Your task is to print all of the data word for word.

####

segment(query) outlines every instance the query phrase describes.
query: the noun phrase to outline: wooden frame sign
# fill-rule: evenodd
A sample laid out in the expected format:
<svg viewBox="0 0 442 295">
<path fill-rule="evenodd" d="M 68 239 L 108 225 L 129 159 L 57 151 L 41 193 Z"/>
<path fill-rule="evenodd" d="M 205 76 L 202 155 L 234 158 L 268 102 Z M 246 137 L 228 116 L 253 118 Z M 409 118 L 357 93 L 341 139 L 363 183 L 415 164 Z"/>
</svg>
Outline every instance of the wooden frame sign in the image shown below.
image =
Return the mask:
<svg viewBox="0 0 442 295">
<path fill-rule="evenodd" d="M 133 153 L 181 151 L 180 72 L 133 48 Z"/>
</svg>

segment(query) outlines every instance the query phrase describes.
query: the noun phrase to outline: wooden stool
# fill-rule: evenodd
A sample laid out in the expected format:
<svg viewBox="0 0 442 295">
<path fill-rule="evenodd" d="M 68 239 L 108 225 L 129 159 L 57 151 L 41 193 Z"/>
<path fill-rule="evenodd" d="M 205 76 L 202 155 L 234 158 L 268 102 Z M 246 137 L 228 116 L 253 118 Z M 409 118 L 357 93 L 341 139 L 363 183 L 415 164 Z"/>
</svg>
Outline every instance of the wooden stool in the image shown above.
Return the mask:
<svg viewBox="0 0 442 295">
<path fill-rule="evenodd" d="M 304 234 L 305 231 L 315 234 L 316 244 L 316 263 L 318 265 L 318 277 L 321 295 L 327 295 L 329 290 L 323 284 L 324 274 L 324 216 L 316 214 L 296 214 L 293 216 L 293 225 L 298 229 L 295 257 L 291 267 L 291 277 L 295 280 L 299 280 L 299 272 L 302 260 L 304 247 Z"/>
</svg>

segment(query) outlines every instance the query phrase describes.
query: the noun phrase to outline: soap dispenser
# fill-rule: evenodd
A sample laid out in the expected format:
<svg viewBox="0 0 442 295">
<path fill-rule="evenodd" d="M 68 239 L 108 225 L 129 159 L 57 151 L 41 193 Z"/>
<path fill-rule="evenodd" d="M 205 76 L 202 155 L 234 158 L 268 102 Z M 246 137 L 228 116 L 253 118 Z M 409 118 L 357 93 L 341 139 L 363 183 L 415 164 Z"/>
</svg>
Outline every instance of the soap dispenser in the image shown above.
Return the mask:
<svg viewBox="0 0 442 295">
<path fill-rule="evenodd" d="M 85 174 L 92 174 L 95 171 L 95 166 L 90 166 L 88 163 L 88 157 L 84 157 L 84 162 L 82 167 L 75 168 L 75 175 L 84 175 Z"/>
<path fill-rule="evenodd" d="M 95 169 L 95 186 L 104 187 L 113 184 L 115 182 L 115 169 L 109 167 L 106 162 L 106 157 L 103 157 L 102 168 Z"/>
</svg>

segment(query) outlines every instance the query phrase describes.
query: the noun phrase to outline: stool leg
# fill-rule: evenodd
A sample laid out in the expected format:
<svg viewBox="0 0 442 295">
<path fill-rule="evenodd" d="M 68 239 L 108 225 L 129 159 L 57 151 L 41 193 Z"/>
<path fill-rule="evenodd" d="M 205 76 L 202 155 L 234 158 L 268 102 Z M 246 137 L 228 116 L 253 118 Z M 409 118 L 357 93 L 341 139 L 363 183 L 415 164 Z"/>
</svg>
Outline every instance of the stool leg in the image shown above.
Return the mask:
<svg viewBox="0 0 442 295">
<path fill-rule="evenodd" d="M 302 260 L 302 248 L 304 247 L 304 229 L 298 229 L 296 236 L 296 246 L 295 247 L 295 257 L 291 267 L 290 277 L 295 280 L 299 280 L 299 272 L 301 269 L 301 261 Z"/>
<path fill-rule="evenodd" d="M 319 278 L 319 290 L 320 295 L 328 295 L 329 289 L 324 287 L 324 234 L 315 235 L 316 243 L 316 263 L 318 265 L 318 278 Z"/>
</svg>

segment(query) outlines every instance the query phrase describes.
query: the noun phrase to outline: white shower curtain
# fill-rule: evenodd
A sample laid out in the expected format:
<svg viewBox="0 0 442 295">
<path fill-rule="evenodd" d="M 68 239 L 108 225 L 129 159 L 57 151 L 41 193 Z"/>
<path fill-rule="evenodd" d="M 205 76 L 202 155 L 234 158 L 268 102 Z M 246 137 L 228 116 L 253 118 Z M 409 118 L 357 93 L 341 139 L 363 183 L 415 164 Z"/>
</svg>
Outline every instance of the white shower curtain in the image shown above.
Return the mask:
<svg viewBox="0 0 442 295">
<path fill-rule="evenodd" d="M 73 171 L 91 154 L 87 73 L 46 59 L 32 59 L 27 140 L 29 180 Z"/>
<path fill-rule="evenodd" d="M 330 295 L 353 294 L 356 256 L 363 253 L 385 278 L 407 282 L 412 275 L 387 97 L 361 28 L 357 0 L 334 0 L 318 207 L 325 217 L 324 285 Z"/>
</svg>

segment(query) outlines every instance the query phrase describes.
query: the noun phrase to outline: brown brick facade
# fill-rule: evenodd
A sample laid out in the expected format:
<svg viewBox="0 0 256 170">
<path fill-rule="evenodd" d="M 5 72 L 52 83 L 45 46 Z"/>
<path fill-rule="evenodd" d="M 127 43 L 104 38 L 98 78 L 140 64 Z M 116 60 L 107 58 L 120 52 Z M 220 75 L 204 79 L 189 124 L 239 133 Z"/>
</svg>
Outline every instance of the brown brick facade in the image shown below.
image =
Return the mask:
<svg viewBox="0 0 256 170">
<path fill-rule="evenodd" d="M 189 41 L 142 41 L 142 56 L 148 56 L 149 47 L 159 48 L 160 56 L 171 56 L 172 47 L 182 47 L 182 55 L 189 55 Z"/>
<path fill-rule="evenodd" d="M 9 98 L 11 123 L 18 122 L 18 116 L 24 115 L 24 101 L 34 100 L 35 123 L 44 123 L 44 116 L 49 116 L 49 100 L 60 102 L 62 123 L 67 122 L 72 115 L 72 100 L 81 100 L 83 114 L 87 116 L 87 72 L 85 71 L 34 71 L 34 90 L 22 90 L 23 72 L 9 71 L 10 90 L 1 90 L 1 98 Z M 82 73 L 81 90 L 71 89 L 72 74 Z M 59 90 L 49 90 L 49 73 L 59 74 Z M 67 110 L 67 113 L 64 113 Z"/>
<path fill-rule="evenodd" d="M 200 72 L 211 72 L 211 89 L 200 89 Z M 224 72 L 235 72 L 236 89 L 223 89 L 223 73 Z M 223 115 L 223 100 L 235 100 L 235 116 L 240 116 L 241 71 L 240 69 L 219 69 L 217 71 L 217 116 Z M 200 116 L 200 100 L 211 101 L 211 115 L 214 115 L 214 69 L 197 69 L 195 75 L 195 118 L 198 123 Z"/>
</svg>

####

ANSWER TO THE PROBLEM.
segment(query) outlines every instance the query phrase describes.
query: the noun phrase to outline: wooden frame sign
# fill-rule: evenodd
A sample laid out in the expected format:
<svg viewBox="0 0 442 295">
<path fill-rule="evenodd" d="M 68 239 L 108 225 L 129 159 L 57 151 L 41 193 Z"/>
<path fill-rule="evenodd" d="M 205 76 L 202 155 L 234 158 L 268 102 Z M 246 137 L 228 116 L 253 118 Z M 409 118 L 357 93 L 341 139 L 363 183 L 415 164 Z"/>
</svg>
Outline every instance of the wooden frame sign in the image shown below.
image =
Return the mask:
<svg viewBox="0 0 442 295">
<path fill-rule="evenodd" d="M 133 153 L 181 151 L 180 72 L 133 48 Z"/>
</svg>

segment(query) outlines every instance the query phrase describes.
query: the noun phrase to outline: wooden stool
# fill-rule: evenodd
A sample laid out in the expected format:
<svg viewBox="0 0 442 295">
<path fill-rule="evenodd" d="M 68 239 L 108 225 L 129 159 L 57 151 L 41 193 Z"/>
<path fill-rule="evenodd" d="M 205 76 L 202 155 L 234 158 L 268 102 Z M 246 137 L 228 116 L 253 118 Z M 409 118 L 357 93 L 341 139 L 363 183 L 415 164 Z"/>
</svg>
Outline every instance of the wooden stool in the image shown above.
Return the mask:
<svg viewBox="0 0 442 295">
<path fill-rule="evenodd" d="M 304 234 L 305 231 L 315 234 L 316 244 L 316 263 L 318 265 L 318 277 L 321 295 L 327 295 L 329 290 L 323 284 L 324 274 L 324 216 L 316 214 L 296 214 L 293 216 L 293 225 L 298 229 L 295 257 L 291 267 L 291 277 L 295 280 L 299 280 L 299 272 L 302 260 L 304 247 Z"/>
</svg>

segment(query) outlines every instance the query phrase describes.
query: the noun phrase to outline: soap dispenser
# fill-rule: evenodd
A sample laid out in the expected format:
<svg viewBox="0 0 442 295">
<path fill-rule="evenodd" d="M 68 239 L 108 225 L 129 159 L 57 151 L 41 193 Z"/>
<path fill-rule="evenodd" d="M 205 76 L 202 155 L 234 158 L 268 102 Z M 246 137 L 228 116 L 253 118 Z M 409 118 L 357 93 L 341 139 L 363 183 L 415 164 Z"/>
</svg>
Outline every instance of the soap dispenser in the image shown above.
Return the mask:
<svg viewBox="0 0 442 295">
<path fill-rule="evenodd" d="M 85 174 L 92 174 L 95 171 L 95 166 L 90 166 L 88 163 L 88 157 L 84 157 L 84 162 L 82 167 L 75 168 L 75 175 L 84 175 Z"/>
<path fill-rule="evenodd" d="M 95 169 L 95 186 L 104 187 L 113 184 L 115 182 L 115 169 L 109 167 L 106 162 L 106 157 L 103 157 L 102 168 Z"/>
</svg>

segment(query) outlines every instance the query phrase describes.
query: the noun phrase to outline: stool leg
# fill-rule: evenodd
A sample laid out in the expected format:
<svg viewBox="0 0 442 295">
<path fill-rule="evenodd" d="M 68 239 L 108 225 L 129 159 L 57 151 L 41 193 Z"/>
<path fill-rule="evenodd" d="M 205 76 L 202 155 L 234 158 L 268 102 Z M 246 137 L 228 116 L 253 118 Z M 409 118 L 357 93 L 341 139 L 363 183 L 415 164 Z"/>
</svg>
Outline every instance of the stool leg in the image shown above.
Return the mask:
<svg viewBox="0 0 442 295">
<path fill-rule="evenodd" d="M 302 260 L 302 248 L 304 247 L 304 229 L 298 229 L 296 236 L 296 246 L 295 247 L 295 257 L 291 267 L 290 277 L 295 280 L 299 280 L 299 272 L 301 269 L 301 261 Z"/>
<path fill-rule="evenodd" d="M 319 278 L 319 290 L 320 295 L 328 295 L 329 289 L 324 287 L 324 234 L 315 235 L 316 243 L 316 263 L 318 265 L 318 278 Z"/>
</svg>

segment(query) outlines every instance the query phrase describes.
query: the noun phrase to outline: white shower curtain
# fill-rule: evenodd
A sample laid out in the expected format:
<svg viewBox="0 0 442 295">
<path fill-rule="evenodd" d="M 68 239 L 108 225 L 129 159 L 57 151 L 41 193 Z"/>
<path fill-rule="evenodd" d="M 205 76 L 202 155 L 234 158 L 268 102 Z M 246 137 L 228 116 L 253 118 Z M 409 118 L 357 93 L 341 139 L 363 183 L 415 164 Z"/>
</svg>
Outline every instance of the white shower curtain in the image shown above.
Return the mask:
<svg viewBox="0 0 442 295">
<path fill-rule="evenodd" d="M 73 171 L 91 154 L 87 73 L 46 59 L 32 59 L 27 140 L 29 180 Z"/>
<path fill-rule="evenodd" d="M 330 295 L 353 294 L 356 256 L 363 253 L 385 278 L 407 282 L 412 275 L 387 97 L 361 28 L 357 0 L 334 0 L 318 207 L 325 217 L 324 285 Z"/>
</svg>

segment(query) outlines every instance the query phrase describes.
query: the noun phrase to outline: brown brick facade
# fill-rule: evenodd
A sample laid out in the expected format:
<svg viewBox="0 0 256 170">
<path fill-rule="evenodd" d="M 5 72 L 52 83 L 45 46 Z"/>
<path fill-rule="evenodd" d="M 127 43 L 104 38 L 98 78 L 140 64 Z M 116 60 L 107 58 L 120 52 Z M 220 75 L 204 79 L 189 124 L 239 133 Z"/>
</svg>
Outline every instance of the brown brick facade in the image shown below.
image =
Return the mask:
<svg viewBox="0 0 256 170">
<path fill-rule="evenodd" d="M 189 41 L 142 41 L 142 56 L 148 56 L 149 47 L 159 48 L 160 56 L 171 56 L 172 47 L 182 47 L 182 55 L 189 55 Z"/>
<path fill-rule="evenodd" d="M 9 98 L 11 123 L 18 122 L 18 116 L 24 115 L 24 101 L 34 100 L 35 123 L 44 123 L 44 116 L 49 116 L 49 100 L 60 102 L 62 123 L 67 122 L 72 115 L 72 100 L 81 100 L 83 114 L 87 116 L 87 72 L 85 71 L 34 71 L 34 90 L 22 90 L 23 72 L 9 71 L 10 90 L 1 90 L 1 98 Z M 82 73 L 81 90 L 71 89 L 72 74 Z M 59 90 L 49 90 L 49 73 L 59 74 Z M 67 110 L 67 113 L 64 113 Z"/>
<path fill-rule="evenodd" d="M 200 72 L 211 72 L 211 89 L 200 89 Z M 224 72 L 235 72 L 236 89 L 223 89 L 223 73 Z M 223 115 L 223 100 L 235 100 L 235 116 L 240 116 L 241 71 L 240 69 L 219 69 L 217 71 L 217 116 Z M 200 116 L 200 100 L 211 101 L 211 115 L 214 115 L 214 69 L 197 69 L 195 75 L 195 118 L 198 123 Z"/>
</svg>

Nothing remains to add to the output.